= Requirements =
[1] From the message below about HSSO access tokens, copy out word for word the part that opens with the words containing "Perhaps, a deployment" and closes with "authorization related attributes.".
[2] The message below about HSSO access tokens gives reasons for keeping the two tokens separate. List every one of those reasons.

= Source passage =
::::::::::
Thank you for taking the time to read the overview, Kai. You've pointed out a 
couple things that I will have to make more clear in a revision to that 
document. One being that you interpreted the service access token as purely 
being used as an authenticator. This is not actually the case. One of the 
primary purposes of having a secondary token for accessing the service is 
carrying the arbitrary attributes used for fine-grained access control 
decisions. This is why the service access token expires frequently. Since the 
acquisition of these attributes is done at service access token request time, 
those attributes that are interrogated by policy are able to be as fresh as 
possible without having to re-authenticate. Cluster access tokens, on the other 
hand, are longer lived and are used to represent the authenticated user and the 
event of authentication itself. This way, service access tokens can be provided 
to clients that have been authenticated with specific types of authentication 
event requirements - like a strength level of the authentication performed. 
Perhaps, a deployment would prefer one IDP over another for accessing a 
particular service. Like the Authorization Codes in OAuth, it can be persisted 
and utilized by many types of applications - upon expiry it needs to be 
refreshed or the user needs to be re-authenticated. By indicating specific 
scopes for the cluster access token, it may be given to third-parties to use on 
the user's behalf with a constrained ability to acquire service access tokens 
to only those services indicated by the list of scopes. We see the separation 
of concerns between the two tokens as important to eliminate unnecessary 
re-authentication, limit the amount of damage that a compromised token can 
enable and ensure freshness of authorization related attributes. 

Your thoughts of HSSO across clusters is very much in line with what we 
envision as our use of HSSO within the perimeter security story that is 
targeted by Knox. I tried to leave the multi-cluster usecases out of this 
overview as to not muddy the waters with the perimeter story. It seems that 
maybe it leaked into the document a bit - I guess the IDP Discovery protocol 
leaks it. Anyway, I am curious whether you see a usecase for multiple clusters 
without it being a perimeter based deployment. I think that I will save the 
discussion of the multi-cluser deployments for another thread though.

We definitely envision and plan on a service registry component to HSSO which 
aligns well with your thoughts about layering HSSO over TAS - we see the 
authenticating and service registry components as going hand in hand.

We are in the process of making arrangements for a security get together at 
Hadoop Summit next month. I hope that you will be able to attend. This will be 
a great opportunity to get together and talk about this rationalization, 
layering and multi-cluster deployment usecases. We should try and identify 
aspects of this work for the agenda.
::::::::::
= Records shown =
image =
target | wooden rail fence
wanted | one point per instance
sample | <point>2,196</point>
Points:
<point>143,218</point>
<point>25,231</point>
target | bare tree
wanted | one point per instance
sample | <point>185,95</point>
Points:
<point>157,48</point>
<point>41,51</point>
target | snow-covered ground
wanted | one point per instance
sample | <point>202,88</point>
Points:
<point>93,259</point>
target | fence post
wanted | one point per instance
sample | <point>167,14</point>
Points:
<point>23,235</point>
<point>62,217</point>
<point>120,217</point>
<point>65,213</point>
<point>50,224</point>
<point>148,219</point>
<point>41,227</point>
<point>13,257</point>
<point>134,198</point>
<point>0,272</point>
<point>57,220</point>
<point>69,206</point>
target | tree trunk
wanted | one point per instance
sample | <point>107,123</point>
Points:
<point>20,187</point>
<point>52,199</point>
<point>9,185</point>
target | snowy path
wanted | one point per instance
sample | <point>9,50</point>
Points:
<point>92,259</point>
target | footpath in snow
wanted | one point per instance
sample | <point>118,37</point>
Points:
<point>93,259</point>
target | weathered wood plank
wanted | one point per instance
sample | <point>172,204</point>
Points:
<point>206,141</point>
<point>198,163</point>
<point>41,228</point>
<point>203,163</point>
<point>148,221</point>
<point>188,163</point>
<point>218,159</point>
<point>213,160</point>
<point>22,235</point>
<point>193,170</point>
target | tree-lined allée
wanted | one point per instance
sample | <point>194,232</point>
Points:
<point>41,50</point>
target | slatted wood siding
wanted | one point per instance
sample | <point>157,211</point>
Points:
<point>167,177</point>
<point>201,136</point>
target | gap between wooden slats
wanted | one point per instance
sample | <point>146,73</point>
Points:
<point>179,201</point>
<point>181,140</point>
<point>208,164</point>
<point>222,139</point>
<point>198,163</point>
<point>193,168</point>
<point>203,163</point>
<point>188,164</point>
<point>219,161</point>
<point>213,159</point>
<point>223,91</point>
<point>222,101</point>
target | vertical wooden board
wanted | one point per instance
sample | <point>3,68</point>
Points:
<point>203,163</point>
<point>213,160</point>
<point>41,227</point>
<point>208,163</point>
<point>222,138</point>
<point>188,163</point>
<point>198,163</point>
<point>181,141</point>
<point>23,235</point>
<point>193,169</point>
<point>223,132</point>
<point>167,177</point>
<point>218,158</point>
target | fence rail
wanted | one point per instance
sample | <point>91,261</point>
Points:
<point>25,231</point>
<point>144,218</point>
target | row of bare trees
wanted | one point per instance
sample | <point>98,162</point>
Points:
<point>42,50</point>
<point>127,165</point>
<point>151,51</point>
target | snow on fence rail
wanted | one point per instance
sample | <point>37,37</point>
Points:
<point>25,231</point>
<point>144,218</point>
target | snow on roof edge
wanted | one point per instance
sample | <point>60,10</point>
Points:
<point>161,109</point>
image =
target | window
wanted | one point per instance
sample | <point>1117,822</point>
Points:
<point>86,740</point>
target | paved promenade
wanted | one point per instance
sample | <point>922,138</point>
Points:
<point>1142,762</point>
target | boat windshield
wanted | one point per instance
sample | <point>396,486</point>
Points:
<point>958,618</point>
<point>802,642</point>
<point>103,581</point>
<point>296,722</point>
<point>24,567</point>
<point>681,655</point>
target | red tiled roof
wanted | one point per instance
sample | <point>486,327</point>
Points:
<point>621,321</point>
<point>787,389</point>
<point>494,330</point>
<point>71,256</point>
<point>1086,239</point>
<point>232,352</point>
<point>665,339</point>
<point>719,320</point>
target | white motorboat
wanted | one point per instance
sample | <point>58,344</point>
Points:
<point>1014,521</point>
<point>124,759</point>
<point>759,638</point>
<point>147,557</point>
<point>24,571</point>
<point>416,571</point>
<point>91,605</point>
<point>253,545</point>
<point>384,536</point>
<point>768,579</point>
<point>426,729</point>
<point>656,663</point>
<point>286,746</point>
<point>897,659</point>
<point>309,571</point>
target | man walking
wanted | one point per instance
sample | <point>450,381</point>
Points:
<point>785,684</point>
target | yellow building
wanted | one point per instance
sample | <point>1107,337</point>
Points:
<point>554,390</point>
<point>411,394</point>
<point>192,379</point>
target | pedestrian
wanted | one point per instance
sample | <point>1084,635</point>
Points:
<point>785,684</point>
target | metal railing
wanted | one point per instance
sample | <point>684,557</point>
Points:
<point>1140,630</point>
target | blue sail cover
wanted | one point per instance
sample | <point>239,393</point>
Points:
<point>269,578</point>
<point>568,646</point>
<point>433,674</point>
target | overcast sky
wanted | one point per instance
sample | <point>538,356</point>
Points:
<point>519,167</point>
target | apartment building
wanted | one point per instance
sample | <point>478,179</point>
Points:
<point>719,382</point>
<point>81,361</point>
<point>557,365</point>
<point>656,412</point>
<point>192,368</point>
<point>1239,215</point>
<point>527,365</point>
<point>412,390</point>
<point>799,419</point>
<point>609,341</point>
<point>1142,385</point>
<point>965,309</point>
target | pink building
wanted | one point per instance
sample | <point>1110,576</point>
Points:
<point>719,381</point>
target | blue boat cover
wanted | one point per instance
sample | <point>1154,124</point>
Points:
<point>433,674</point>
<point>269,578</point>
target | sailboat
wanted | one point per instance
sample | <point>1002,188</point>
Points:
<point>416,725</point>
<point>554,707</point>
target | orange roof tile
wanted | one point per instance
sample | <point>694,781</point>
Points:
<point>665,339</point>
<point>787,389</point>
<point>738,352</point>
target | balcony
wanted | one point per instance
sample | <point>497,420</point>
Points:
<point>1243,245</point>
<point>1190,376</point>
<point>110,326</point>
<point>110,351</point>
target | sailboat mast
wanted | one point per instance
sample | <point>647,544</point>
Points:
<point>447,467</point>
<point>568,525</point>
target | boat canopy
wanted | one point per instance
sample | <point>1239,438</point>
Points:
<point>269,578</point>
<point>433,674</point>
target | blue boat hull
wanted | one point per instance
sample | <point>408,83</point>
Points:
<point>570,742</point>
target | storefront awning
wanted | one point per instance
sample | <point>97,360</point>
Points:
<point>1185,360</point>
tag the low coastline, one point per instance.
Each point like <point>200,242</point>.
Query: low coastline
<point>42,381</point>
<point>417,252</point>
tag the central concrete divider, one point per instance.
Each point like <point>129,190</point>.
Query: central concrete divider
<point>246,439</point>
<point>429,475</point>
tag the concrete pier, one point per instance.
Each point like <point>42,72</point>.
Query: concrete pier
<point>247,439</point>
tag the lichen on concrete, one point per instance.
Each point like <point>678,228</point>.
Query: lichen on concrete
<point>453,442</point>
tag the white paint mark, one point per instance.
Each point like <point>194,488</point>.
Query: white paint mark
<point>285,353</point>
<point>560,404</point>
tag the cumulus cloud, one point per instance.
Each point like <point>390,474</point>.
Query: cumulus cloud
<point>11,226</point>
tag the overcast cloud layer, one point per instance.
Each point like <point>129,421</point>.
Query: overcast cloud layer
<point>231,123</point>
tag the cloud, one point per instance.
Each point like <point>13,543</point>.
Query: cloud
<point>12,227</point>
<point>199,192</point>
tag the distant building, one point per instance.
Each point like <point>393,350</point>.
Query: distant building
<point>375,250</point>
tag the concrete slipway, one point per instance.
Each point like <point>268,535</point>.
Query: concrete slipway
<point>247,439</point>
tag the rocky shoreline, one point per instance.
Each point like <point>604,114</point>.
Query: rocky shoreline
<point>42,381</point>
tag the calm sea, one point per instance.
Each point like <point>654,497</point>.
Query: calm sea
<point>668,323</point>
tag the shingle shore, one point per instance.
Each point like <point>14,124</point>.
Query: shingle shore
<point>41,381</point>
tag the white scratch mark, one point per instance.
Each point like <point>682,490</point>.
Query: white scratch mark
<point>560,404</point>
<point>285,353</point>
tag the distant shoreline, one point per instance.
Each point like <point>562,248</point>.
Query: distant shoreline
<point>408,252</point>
::::::::::
= Solutions per task =
[1]
Perhaps, a deployment would prefer one IDP over another for accessing a 
particular service. Like the Authorization Codes in OAuth, it can be persisted 
and utilized by many types of applications - upon expiry it needs to be 
refreshed or the user needs to be re-authenticated. By indicating specific 
scopes for the cluster access token, it may be given to third-parties to use on 
the user's behalf with a constrained ability to acquire service access tokens 
to only those services indicated by the list of scopes. We see the separation 
of concerns between the two tokens as important to eliminate unnecessary 
re-authentication, limit the amount of damage that a compromised token can 
enable and ensure freshness of authorization related attributes.

[2]
- Eliminate unnecessary re-authentication
- Limit the amount of damage that a compromised token can enable
- Ensure freshness of authorization-related attributes